* [INSTRUCTIONS FOR THE TASK]:
Quote the records below word for word, from the first line to the last, and leave out the pictures.

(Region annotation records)
——
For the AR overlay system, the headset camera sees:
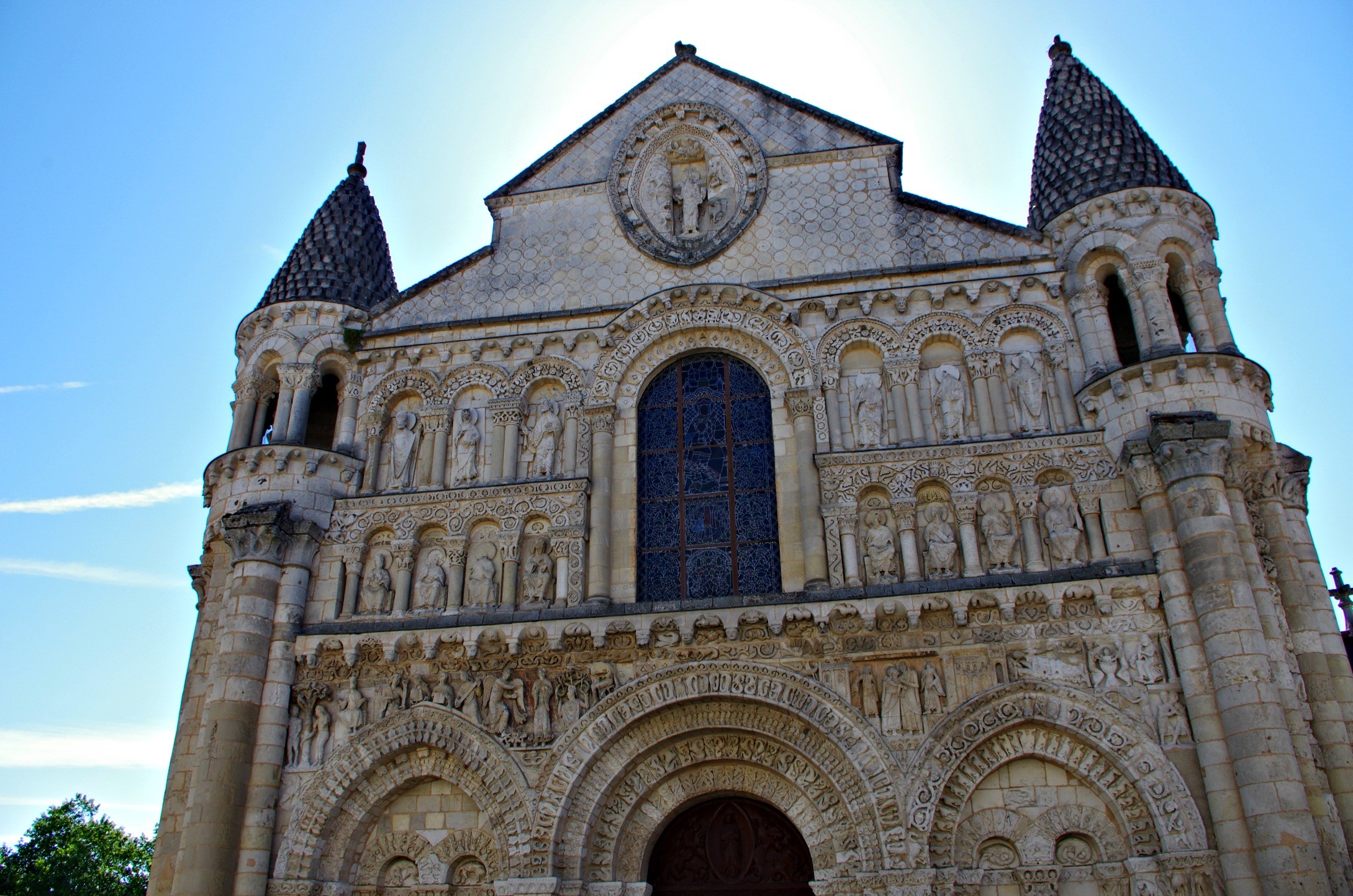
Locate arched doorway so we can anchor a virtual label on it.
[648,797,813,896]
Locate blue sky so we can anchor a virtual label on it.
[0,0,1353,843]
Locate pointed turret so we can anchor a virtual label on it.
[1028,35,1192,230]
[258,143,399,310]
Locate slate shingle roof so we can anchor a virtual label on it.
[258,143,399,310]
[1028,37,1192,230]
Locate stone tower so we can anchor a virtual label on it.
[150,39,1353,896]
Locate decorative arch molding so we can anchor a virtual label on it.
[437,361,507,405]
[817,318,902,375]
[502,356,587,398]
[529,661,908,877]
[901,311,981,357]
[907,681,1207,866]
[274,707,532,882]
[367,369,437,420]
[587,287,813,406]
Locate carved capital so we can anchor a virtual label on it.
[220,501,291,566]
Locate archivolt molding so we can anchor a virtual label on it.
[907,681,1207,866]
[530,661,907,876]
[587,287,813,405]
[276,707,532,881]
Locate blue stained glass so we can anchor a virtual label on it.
——
* [RESULT]:
For the AR overlay system, the headset camera sees:
Locate arched doorway so we can anchor a virtual label on it.
[648,797,813,896]
Locate blue sky so we can anchor a virtual label on it.
[0,0,1353,843]
Locate pointed turret so we can anchor a virtual label on it.
[1028,35,1192,230]
[258,143,399,310]
Locate slate shingle roof so we can anchor a virtual label on it.
[258,143,399,310]
[1028,37,1192,230]
Locate stone tower so we can anchor a virtual label on it.
[150,39,1353,896]
Locate decorative arch molding so we can anchor a virtual label on it.
[437,361,507,405]
[817,318,902,375]
[502,356,587,398]
[529,661,908,877]
[901,311,981,357]
[907,681,1207,866]
[274,707,532,882]
[367,369,437,420]
[587,287,813,406]
Locate carved capital so we can anchor a virtual label on it.
[220,501,291,566]
Locate archivolt molding so we can anchor a virtual label on it.
[907,681,1207,866]
[530,661,907,876]
[587,287,813,405]
[276,707,532,881]
Locate blue stained glass so we can anchor a virtual label on it.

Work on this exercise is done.